* [Tasks for this exercise]
1: According to the piece on flossing, how much do annual physicals cost in the US each year?
2: Reproduce the stretch of the flossing piece from "And what about" through "myth: Everybody's different." word for word.

* [Extract to read]
Dentists who've been nagging us to floss for decades immediately started weighing in, coming down on one side or another. The US government quietly removed its flossing recommendations from dietary guidelines this year, according to the AP report, while the Canadian Dental Association drew a line in the sand and declared it would stand by the practice. (Flossing dislodges plaque and bacteria that a toothbrush can't reach, the Canadian association insists.)

Personally, I've been flossing once a day for years, and I don't plan to stop based on this analysis. The thing is, there are plenty of hygiene and health-related activities most of us do everyday where the evidence backing them up is questionable at best.

If you want to stop flossing, you could probably also stop going to the doctor for an annual checkup. For years now, experts have been saying that the evidence this is even helpful for most people is based on shoddy research (like flossing, maybe?) and calling for this "ritualistic" practice to come to an end, as one editorial in the New England Journal of Medicine in 2015 put it.

In the US, annual physicals cost more than $10 billion per year, the editorial says, about the same as annual costs for taking care of every single American lung cancer patient. At least flossing isn't costing consumers and insurers billions of dollars.

And what about probiotics? A lot of people consume them every day, whether in the form of yogurt or pills, thinking it will make them healthier. While it's possible that the field will evolve enough that these will be a viable treatment in the future, today there's just no good evidence they make a difference, as my colleague Kaleigh Rogers has written. Flossing, at least, is calorie and sugar-free.

While you're overhauling your routine, you could also give up taking vitamins, showering daily, and a million other little things that aren't necessarily backed up by solid science. Or you could take the AP's finding as a reminder that health research doesn't typically provide black-and-white results, or recommendations that apply to each one of us. The idea of a "universal patient" is a myth: Everybody's different.

Maybe someone at risk of gum disease, like a diabetic or smoker, would benefit more from flossing than the average person. Wayne Aldredge of the American Academy of Periodontology suggested to the AP that the impact of flossing might be clearer if researchers focused on specific groups. It's the same way that pregnant women are encouraged to take certain vitamins, even if they aren't necessary for most of us.

Flossing makes my teeth feel cleaner, and I won't be quitting. Anyway, the AP story doesn't read to me as a reason to abandon flossing altogether—just a call for more research into dental hygiene, which impacts our overall health. Unfortunately, though, that doesn't make for a very fun headline.

* [Information provided]
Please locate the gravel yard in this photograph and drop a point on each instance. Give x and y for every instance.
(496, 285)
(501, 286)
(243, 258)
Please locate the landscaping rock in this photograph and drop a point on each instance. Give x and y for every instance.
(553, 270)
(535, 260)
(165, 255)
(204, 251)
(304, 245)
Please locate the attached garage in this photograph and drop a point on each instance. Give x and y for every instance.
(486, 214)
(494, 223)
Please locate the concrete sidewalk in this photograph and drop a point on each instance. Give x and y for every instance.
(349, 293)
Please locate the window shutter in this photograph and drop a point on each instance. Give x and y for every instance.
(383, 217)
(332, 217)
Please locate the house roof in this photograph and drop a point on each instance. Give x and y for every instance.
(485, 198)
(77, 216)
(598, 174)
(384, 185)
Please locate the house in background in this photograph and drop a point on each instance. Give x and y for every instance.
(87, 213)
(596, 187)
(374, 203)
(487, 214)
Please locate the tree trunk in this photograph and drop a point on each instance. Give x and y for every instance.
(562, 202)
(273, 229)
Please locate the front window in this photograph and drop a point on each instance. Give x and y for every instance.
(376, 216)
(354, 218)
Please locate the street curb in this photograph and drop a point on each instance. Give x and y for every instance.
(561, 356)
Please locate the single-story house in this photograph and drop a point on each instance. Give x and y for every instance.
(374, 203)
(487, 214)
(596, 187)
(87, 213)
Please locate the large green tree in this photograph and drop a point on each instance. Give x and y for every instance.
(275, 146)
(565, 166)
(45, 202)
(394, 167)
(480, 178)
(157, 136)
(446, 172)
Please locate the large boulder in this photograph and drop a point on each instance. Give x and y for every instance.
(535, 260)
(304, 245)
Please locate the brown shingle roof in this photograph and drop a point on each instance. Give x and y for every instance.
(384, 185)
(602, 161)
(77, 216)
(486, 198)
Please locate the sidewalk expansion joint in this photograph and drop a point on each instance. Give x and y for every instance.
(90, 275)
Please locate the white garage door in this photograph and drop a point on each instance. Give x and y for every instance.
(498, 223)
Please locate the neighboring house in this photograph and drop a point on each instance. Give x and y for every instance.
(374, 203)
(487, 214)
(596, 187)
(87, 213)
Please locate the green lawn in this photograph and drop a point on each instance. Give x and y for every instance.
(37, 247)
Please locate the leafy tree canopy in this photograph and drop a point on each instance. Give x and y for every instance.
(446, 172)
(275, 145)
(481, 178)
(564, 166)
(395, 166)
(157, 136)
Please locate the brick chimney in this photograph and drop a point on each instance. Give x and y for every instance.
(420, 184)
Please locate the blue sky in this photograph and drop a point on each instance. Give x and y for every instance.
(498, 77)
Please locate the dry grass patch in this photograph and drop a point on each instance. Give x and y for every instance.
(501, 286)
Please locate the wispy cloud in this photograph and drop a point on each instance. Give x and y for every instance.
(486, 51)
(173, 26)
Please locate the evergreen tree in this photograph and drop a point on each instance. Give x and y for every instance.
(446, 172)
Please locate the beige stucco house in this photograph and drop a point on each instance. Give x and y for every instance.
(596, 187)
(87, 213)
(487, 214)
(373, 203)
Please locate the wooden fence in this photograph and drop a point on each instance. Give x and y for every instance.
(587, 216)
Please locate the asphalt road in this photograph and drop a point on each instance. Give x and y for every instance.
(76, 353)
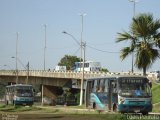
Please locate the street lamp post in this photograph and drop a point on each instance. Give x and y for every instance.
(17, 57)
(134, 11)
(45, 38)
(83, 45)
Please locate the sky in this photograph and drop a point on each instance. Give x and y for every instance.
(103, 20)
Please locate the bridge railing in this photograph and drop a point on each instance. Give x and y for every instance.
(60, 74)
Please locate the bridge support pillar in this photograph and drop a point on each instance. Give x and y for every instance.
(49, 92)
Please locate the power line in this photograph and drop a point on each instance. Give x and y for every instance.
(101, 50)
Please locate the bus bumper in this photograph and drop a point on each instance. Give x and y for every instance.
(16, 102)
(123, 108)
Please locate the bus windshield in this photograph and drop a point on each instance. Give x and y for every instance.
(102, 97)
(134, 87)
(25, 91)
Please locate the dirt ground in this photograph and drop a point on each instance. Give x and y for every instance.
(50, 117)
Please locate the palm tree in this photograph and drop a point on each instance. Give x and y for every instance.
(144, 38)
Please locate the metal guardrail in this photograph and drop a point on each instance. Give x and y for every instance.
(62, 74)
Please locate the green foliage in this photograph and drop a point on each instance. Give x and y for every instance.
(155, 93)
(104, 70)
(144, 39)
(2, 91)
(68, 61)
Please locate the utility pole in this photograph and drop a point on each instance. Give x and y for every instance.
(27, 73)
(82, 48)
(134, 11)
(45, 47)
(17, 57)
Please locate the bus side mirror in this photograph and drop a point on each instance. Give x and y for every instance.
(34, 90)
(150, 84)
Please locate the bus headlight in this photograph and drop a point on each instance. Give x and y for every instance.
(122, 101)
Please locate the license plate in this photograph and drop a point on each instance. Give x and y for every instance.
(136, 110)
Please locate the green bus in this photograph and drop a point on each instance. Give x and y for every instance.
(126, 94)
(19, 94)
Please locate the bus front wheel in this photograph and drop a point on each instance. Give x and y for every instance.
(94, 105)
(6, 102)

* [Results by task]
1: More than $10 billion per year.

2:
And what about probiotics? A lot of people consume them every day, whether in the form of yogurt or pills, thinking it will make them healthier. While it's possible that the field will evolve enough that these will be a viable treatment in the future, today there's just no good evidence they make a difference, as my colleague Kaleigh Rogers has written. Flossing, at least, is calorie and sugar-free.

While you're overhauling your routine, you could also give up taking vitamins, showering daily, and a million other little things that aren't necessarily backed up by solid science. Or you could take the AP's finding as a reminder that health research doesn't typically provide black-and-white results, or recommendations that apply to each one of us. The idea of a "universal patient" is a myth: Everybody's different.